Could you reproduce the records below from the line containing "Can you confirm whether any human" through the end of the records, both ends included, swapping "blonde woman" for "fair-haired woman" and leaving everything else unchanged? Return only those lines.

[Entries from an annotation dataset]
* * * * * * * * *

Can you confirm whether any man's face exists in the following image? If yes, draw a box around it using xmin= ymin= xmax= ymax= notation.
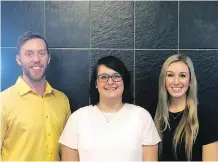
xmin=16 ymin=38 xmax=50 ymax=82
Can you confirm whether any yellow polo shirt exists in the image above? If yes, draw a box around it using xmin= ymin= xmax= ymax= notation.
xmin=0 ymin=77 xmax=71 ymax=161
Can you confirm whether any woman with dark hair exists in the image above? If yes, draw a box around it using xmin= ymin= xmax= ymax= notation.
xmin=59 ymin=56 xmax=160 ymax=162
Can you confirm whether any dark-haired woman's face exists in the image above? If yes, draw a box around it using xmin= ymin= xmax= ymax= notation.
xmin=96 ymin=65 xmax=124 ymax=99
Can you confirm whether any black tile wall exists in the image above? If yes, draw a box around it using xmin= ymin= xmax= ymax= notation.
xmin=135 ymin=1 xmax=178 ymax=49
xmin=179 ymin=1 xmax=218 ymax=49
xmin=1 ymin=1 xmax=44 ymax=47
xmin=91 ymin=1 xmax=134 ymax=48
xmin=1 ymin=1 xmax=218 ymax=112
xmin=45 ymin=1 xmax=90 ymax=48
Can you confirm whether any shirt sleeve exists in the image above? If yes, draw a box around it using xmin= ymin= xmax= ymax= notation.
xmin=141 ymin=109 xmax=161 ymax=145
xmin=0 ymin=105 xmax=7 ymax=148
xmin=59 ymin=111 xmax=78 ymax=149
xmin=64 ymin=98 xmax=71 ymax=124
xmin=199 ymin=108 xmax=218 ymax=145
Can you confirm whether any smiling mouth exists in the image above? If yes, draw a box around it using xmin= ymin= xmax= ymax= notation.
xmin=172 ymin=87 xmax=182 ymax=92
xmin=31 ymin=66 xmax=43 ymax=71
xmin=104 ymin=87 xmax=117 ymax=91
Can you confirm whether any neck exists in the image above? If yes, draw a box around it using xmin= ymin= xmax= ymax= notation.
xmin=169 ymin=95 xmax=186 ymax=112
xmin=97 ymin=99 xmax=123 ymax=113
xmin=22 ymin=75 xmax=45 ymax=96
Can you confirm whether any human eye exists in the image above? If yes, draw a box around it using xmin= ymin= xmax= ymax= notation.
xmin=25 ymin=51 xmax=33 ymax=57
xmin=167 ymin=73 xmax=174 ymax=77
xmin=39 ymin=51 xmax=46 ymax=57
xmin=99 ymin=74 xmax=109 ymax=80
xmin=180 ymin=74 xmax=186 ymax=78
xmin=112 ymin=74 xmax=121 ymax=79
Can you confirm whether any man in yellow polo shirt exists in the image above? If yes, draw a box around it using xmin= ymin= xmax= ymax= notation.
xmin=0 ymin=32 xmax=71 ymax=161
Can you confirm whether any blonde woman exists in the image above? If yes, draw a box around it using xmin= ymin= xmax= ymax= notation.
xmin=155 ymin=54 xmax=218 ymax=161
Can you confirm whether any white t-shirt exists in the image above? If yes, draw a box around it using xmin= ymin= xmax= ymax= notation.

* * * * * * * * *

## [Response to the exercise]
Can you confirm whether any human eye exists in the image above? If yes, draw a box around it using xmin= ymin= xmax= ymax= notation.
xmin=25 ymin=51 xmax=33 ymax=57
xmin=167 ymin=73 xmax=174 ymax=77
xmin=39 ymin=51 xmax=46 ymax=57
xmin=99 ymin=74 xmax=109 ymax=80
xmin=180 ymin=74 xmax=186 ymax=78
xmin=112 ymin=74 xmax=121 ymax=79
Can you confirm whether any man in yellow polo shirt exists in the image above? If yes, draw a box around it using xmin= ymin= xmax= ymax= notation.
xmin=0 ymin=32 xmax=71 ymax=161
Can you confirm whether any fair-haired woman exists in the image above? If yes, draw a box around it using xmin= ymin= xmax= ymax= notation.
xmin=155 ymin=54 xmax=218 ymax=161
Can you confirm whether any white t-shirt exists in the image above? If yes, draw a box around it using xmin= ymin= xmax= ymax= notation.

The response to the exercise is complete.